Segment Start: Page text

The other day I was talking to a girlfriend of mines (she’s from Sweden) about this current generation of kids, and how they are compared to how we were growing up. Imagine my surprise when she told me that it’s the norm for Swedish teens to have sex with their boyfriends/girlfriends AT HOME! There’s no need to sneak and do it while mom and dad are out or at work. You can do “it” with their blessings, right in the bedroom that they provide for you! Has your mouth dropped open like mines did while she was telling me this? I was totally flabbergasted! I kept asking over and over again, to make sure I’d heard it right. The teens of Sweden are allowed to have sex in their parents homes, and it’s considered to be part of the norm?!? YES!

I guess I can’t imagine having sex in my bedroom with my parents downstairs or right in the next room. Better yet, when my parents think about sex and me, at 35 years old, I’m hoping they think I only did it four times, and that’ll be the four times that I became pregnant, and had children because of it! I don’t want my parents to relate sex and me together, let alone hear me having it! But any who….

So my girlfriend goes on to tell me, parents over there just accept the fact that it’s a part of life and their children are going to have sex, like it or not! Providing a safe and comfortable place to do it, is better than the kids sneaking off doing it wherever they can. The question was then posed to me, “wouldn’t I rather my daughter (whose 13) have sex where I know she’s safe, where she’s not being forced or talked into doing something that she doesn’t want to, and she’s prepared?” To answer that, I always want my children to be safe. I always want to do what I think is best for them. But, I know that I’ll never be comfortable with ANY of my children having sex with their boyfriends/girlfriends in my home. I definitely can’t see myself providing a safe haven for them to come sex in. Reason why? Maybe it’s because it’s not how I was raised. It’s probably how majority of Americans feel?  Maybe it’s because I think it’s a bit weird and disrespectful. I can’t pinpoint the exact reason, but I don’t ever believe that I’ll be okay with any of my minor children engaging in any kind of sexual acts with my blessings.

Segment End: Page text

**To do**
Quote the post about Swedish teens having sex at home, everything from "The other day" down to "the norm?!? YES!".

Segment Start: The data

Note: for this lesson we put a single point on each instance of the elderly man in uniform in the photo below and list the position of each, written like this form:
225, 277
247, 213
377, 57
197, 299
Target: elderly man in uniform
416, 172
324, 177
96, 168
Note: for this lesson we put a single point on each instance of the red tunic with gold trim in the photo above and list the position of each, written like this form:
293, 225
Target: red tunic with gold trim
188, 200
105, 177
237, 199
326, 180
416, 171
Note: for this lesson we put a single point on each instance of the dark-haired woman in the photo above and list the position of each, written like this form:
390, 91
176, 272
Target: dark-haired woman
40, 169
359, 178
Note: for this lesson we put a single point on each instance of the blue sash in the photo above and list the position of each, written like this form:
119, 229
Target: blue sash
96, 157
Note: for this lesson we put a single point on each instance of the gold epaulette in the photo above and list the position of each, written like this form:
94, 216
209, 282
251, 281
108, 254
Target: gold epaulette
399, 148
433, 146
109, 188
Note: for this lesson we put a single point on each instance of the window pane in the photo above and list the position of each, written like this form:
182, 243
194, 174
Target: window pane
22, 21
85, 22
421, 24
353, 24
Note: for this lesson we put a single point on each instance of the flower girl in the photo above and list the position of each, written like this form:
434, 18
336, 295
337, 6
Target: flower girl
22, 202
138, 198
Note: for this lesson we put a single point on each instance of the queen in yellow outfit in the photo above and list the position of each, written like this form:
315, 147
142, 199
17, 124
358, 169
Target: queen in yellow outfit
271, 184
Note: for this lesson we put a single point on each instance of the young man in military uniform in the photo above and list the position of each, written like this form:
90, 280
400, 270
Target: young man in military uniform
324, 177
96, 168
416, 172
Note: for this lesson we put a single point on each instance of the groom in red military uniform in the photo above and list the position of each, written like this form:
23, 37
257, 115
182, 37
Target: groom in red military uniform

Segment End: The data

**Answer to the exercise**
The other day I was talking to a girlfriend of mines (she’s from Sweden) about this current generation of kids, and how they are compared to how we were growing up. Imagine my surprise when she told me that it’s the norm for Swedish teens to have sex with their boyfriends/girlfriends AT HOME! There’s no need to sneak and do it while mom and dad are out or at work. You can do “it” with their blessings, right in the bedroom that they provide for you! Has your mouth dropped open like mines did while she was telling me this? I was totally flabbergasted! I kept asking over and over again, to make sure I’d heard it right. The teens of Sweden are allowed to have sex in their parents homes, and it’s considered to be part of the norm?!? YES!